Task item:
For each entry that follows, produce an exact copy.

Data to use:
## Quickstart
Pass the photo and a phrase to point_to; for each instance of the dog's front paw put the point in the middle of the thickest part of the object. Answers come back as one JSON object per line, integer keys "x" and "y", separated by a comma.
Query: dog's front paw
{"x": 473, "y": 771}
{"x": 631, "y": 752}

Exercise output:
## Quickstart
Pass the photo and a phrase to point_to; for each instance of the dog's front paw put the point in the middle of the thickest part of the object. Answers come back as one JSON object per line, integer keys "x" and "y", separated by a comma.
Query: dog's front paw
{"x": 473, "y": 771}
{"x": 631, "y": 752}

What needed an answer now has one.